**THE INPUT**
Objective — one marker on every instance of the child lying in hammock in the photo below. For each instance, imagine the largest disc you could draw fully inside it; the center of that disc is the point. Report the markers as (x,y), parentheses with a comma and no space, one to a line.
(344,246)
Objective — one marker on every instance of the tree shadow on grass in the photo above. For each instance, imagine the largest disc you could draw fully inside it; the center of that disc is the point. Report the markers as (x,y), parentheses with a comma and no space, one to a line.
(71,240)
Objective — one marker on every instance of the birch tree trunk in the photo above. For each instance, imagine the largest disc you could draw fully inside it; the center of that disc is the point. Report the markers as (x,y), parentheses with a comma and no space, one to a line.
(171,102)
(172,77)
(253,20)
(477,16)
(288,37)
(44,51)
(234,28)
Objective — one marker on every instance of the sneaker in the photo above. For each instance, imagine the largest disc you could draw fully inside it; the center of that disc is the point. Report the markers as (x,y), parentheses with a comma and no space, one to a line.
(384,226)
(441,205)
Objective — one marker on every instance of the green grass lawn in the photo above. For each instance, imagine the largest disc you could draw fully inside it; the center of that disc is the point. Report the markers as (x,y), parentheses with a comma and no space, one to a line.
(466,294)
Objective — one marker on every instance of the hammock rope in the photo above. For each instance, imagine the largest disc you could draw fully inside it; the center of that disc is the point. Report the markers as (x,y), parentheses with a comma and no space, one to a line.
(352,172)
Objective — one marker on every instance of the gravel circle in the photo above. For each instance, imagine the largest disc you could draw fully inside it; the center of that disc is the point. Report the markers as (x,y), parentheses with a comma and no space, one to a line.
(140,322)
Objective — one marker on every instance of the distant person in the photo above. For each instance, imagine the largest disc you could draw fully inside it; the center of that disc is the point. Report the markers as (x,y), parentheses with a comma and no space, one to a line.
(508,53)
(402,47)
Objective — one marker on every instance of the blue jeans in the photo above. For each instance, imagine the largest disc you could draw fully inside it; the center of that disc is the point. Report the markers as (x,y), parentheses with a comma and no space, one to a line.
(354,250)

**ACTIVITY**
Could you copy out the data in full, exactly as it is written?

**TASK ANSWER**
Objective — one marker on every instance of the child lying in hammock in the photo below. For each instance, imagine the largest disc you could draw fully inside it; the center of that disc is the point. Report the markers as (x,y), parentheses with a comma and no space, one to a line.
(344,246)
Objective — one marker on every instance of the tree shadow on grass in the photo above. For each instance, imagine the largest disc you could draw fully inside it; the center of that disc is the point. Report the markers as (x,y), parentheses with a comma and no space, one to a line.
(71,240)
Objective — one marker on every instance of the birch tree trunk in the photo above. For each instance, imagine the largest disc you could draw fully inside it; the center of that disc is the point. Report the markers as (x,y), parentheses with a comma and no space, one to a line.
(171,102)
(172,77)
(253,20)
(477,16)
(288,37)
(44,51)
(234,28)
Objective — one marker on every instance of the sneaker in the photo above. For each instance, imagine the largest disc you could draw fully inside it; the center of that disc is the point. Report the markers as (x,y), parentheses with a comma and no space, one to a line.
(384,226)
(441,205)
Objective — one marker on every instance of the green grass lawn in the photo above. For each instance, imagine the largest disc you could draw fully inside it; the center of that disc is the point. Report the markers as (x,y), parentheses with a comma and no space, one to a line.
(466,294)
Objective — one marker on every instance of the hammock rope in the photo above. For each instance, imagine the largest disc you could draw fully inside it; the center of that disc is the point. Report the markers as (x,y), parentheses with a comma and no space, one to a line.
(352,172)
Objective — one marker on every instance of the gravel circle in the photo above. For each instance, imagine the largest disc you could draw fully inside it; the center of that disc is the point. Report the markers as (x,y), parentheses with a comma and no space, one to a line.
(140,322)
Objective — one marker on every instance of the distant person in the photo above. For each instance, imagine the largest disc you could draw fully inside it; the center of that disc is the point. Report the markers as (x,y), parentheses with a comma and no space, one to a line.
(508,53)
(402,47)
Objective — one marker on every instance of the blue jeans in the photo above. For each instance, imagine the largest disc you could draw fully inside it; the center of that disc is the point. Report the markers as (x,y), parentheses with a comma and no space, one to a line.
(354,250)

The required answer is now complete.